[EXERCISE SET]
1. List every stage of cardiorenal disease that the conclusion of the passage on sex and kidney disease says biological sex influences.
2. Rewrite the passage on sex and kidney disease starting with "Within individual countries, however, the" and going on through "for older women.", putting "elderly women" in place of "older women".

[SELECTED PASSAGE]
/---

Epidemiology and Access to Care
Approximately 60% of patients commencing KRT are men and 40% are women. Although CKD prevalence is generally higher in women, kidney function declines more rapidly in men, resulting in greater progression to kidney failure and higher KRT incidence.10
Registry data showed that diabetes remains the leading cause of kidney failure in both sexes, while the burden of KRT continues to increase across Europe, rising more rapidly in men than women.
Within individual countries, however, the distribution of dialysis and kidney transplantation is remarkably similar between the sexes.11 Although more men receive kidney transplants overall because more men progress to kidney failure,10 Stel noted that barriers to transplant waiting-list access may still exist, particularly for older women.
Outcomes and Ongoing Care Gaps
Five-year survival after dialysis remained below 50% in both sexes, while survival following a first kidney transplant approached 90%, with women retaining only a slight survival advantage.10
Importantly, registry findings suggest that disparities may begin well before KRT. Population studies from Sweden12 and Wales13 indicate that women are less likely to receive a diagnosis of CKD, undergo repeat kidney function or albuminuria testing, or be referred to a nephrologist. Such findings suggest that differences in disease progression alone cannot explain observed disparities, highlighting opportunities to improve earlier diagnosis and management.
CONCLUSION
Across all three presentations, a consistent message emerged: biological sex influences every stage of cardiorenal disease, from blood pressure regulation and cardiovascular risk to CKD progression and access to KRT. Yet clinical guidelines, diagnostic thresholds, and many treatment strategies continue to adopt largely uniform approaches.

\---

[GIVEN RECORDS]

/---

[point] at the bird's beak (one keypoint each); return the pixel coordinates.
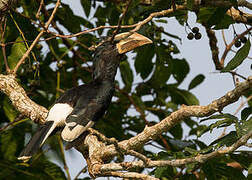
(129, 41)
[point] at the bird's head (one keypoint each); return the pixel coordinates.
(109, 52)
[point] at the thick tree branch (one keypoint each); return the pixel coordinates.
(98, 152)
(200, 158)
(20, 100)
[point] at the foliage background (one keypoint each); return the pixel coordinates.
(160, 70)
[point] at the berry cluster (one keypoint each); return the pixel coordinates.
(194, 34)
(240, 41)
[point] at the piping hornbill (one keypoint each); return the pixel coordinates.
(78, 108)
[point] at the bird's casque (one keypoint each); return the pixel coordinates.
(80, 107)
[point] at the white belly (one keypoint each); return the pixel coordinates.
(58, 113)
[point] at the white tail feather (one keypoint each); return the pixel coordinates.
(69, 135)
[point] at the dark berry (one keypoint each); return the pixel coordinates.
(198, 36)
(195, 30)
(237, 43)
(243, 39)
(190, 36)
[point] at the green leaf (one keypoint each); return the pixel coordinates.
(196, 81)
(250, 169)
(188, 97)
(17, 51)
(244, 127)
(240, 56)
(180, 69)
(127, 74)
(86, 6)
(246, 112)
(12, 141)
(9, 110)
(164, 172)
(190, 4)
(243, 158)
(211, 16)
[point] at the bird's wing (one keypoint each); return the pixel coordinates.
(37, 140)
(82, 118)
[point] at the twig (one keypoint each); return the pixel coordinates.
(245, 4)
(20, 100)
(118, 147)
(83, 170)
(120, 21)
(63, 157)
(23, 36)
(3, 45)
(242, 104)
(228, 47)
(156, 14)
(150, 133)
(214, 48)
(130, 175)
(37, 38)
(19, 118)
(225, 42)
(200, 158)
(39, 9)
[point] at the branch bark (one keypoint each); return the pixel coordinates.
(20, 100)
(97, 152)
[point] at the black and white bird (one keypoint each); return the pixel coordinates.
(80, 107)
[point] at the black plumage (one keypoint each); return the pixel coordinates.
(78, 108)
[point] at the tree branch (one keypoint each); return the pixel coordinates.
(98, 151)
(20, 100)
(21, 61)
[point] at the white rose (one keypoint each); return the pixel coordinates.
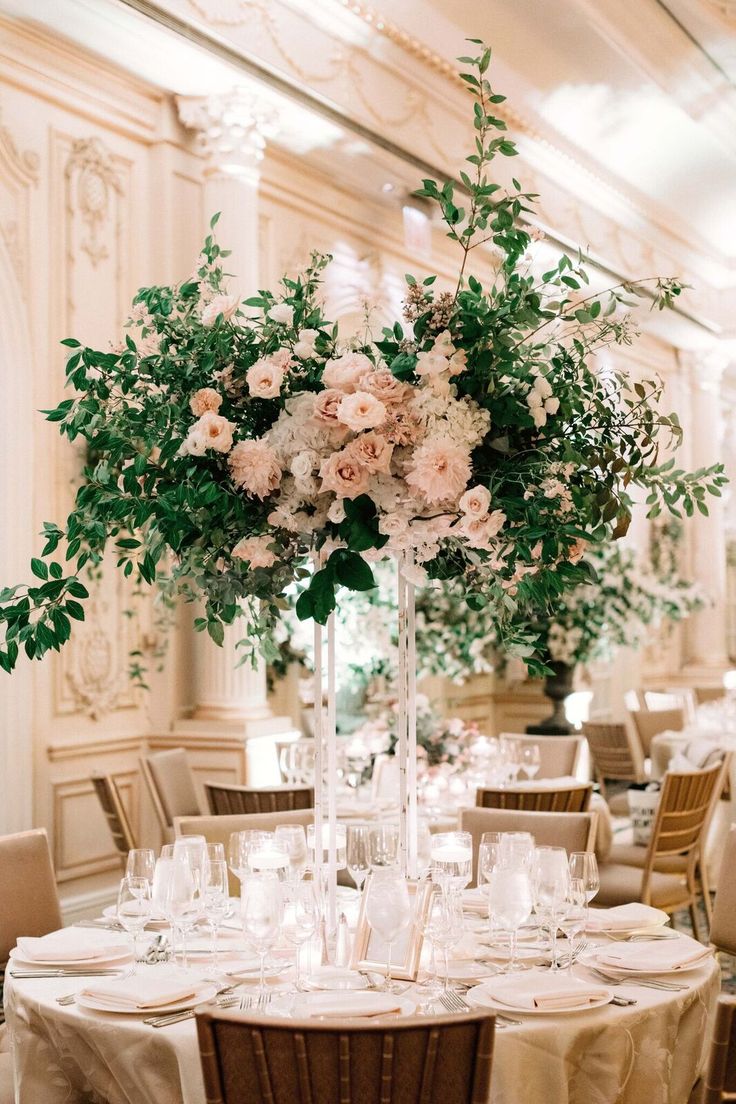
(281, 312)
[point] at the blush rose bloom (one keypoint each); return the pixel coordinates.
(265, 379)
(361, 411)
(225, 305)
(476, 501)
(254, 468)
(215, 431)
(344, 372)
(373, 452)
(256, 551)
(343, 476)
(205, 399)
(439, 470)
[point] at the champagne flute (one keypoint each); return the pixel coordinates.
(215, 899)
(388, 912)
(135, 910)
(300, 921)
(262, 913)
(359, 853)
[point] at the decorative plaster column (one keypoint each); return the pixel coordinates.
(231, 129)
(706, 654)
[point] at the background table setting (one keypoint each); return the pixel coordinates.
(624, 1017)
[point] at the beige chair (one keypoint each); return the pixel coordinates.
(29, 903)
(219, 829)
(682, 815)
(575, 831)
(558, 755)
(231, 800)
(115, 814)
(171, 787)
(649, 723)
(413, 1060)
(562, 799)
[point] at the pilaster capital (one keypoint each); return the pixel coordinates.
(231, 129)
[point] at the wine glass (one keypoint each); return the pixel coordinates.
(300, 921)
(383, 846)
(135, 910)
(294, 838)
(388, 912)
(140, 863)
(215, 899)
(510, 890)
(260, 913)
(359, 853)
(531, 760)
(451, 859)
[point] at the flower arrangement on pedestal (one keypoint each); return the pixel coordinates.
(234, 442)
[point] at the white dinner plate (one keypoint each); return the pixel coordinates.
(590, 958)
(306, 1006)
(481, 998)
(203, 994)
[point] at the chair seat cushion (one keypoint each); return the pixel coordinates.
(633, 855)
(619, 884)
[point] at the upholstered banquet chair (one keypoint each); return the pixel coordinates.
(171, 786)
(545, 799)
(575, 831)
(257, 1060)
(682, 816)
(115, 814)
(558, 755)
(225, 799)
(649, 723)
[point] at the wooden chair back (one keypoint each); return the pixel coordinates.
(545, 799)
(230, 800)
(115, 814)
(413, 1060)
(615, 751)
(30, 900)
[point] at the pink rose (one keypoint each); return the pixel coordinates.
(254, 467)
(343, 475)
(383, 384)
(344, 372)
(372, 450)
(265, 379)
(205, 399)
(361, 411)
(225, 305)
(256, 551)
(439, 470)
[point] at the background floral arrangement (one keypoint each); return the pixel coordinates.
(236, 441)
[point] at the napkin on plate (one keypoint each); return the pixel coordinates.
(337, 1005)
(544, 991)
(663, 955)
(70, 945)
(622, 917)
(144, 993)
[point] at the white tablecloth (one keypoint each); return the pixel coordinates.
(644, 1054)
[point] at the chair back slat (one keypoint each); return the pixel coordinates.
(115, 814)
(615, 751)
(429, 1061)
(546, 799)
(225, 799)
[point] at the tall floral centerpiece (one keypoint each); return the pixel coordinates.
(237, 446)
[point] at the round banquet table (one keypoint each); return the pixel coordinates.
(649, 1052)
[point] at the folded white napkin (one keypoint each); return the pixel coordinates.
(544, 991)
(72, 944)
(141, 993)
(624, 916)
(662, 955)
(337, 1005)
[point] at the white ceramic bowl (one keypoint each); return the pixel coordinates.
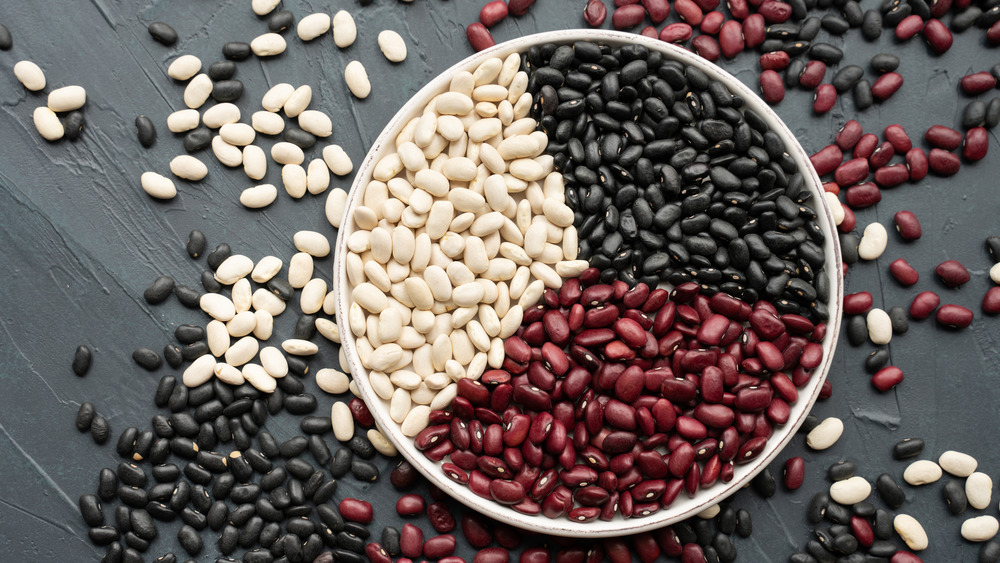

\---

[RESULTS OF THE TASKS]
1.
blood pressure regulation
cardiovascular risk
CKD progression
access to KRT

2.
Within individual countries, however, the distribution of dialysis and kidney transplantation is remarkably similar between the sexes.11 Although more men receive kidney transplants overall because more men progress to kidney failure,10 Stel noted that barriers to transplant waiting-list access may still exist, particularly for elderly women.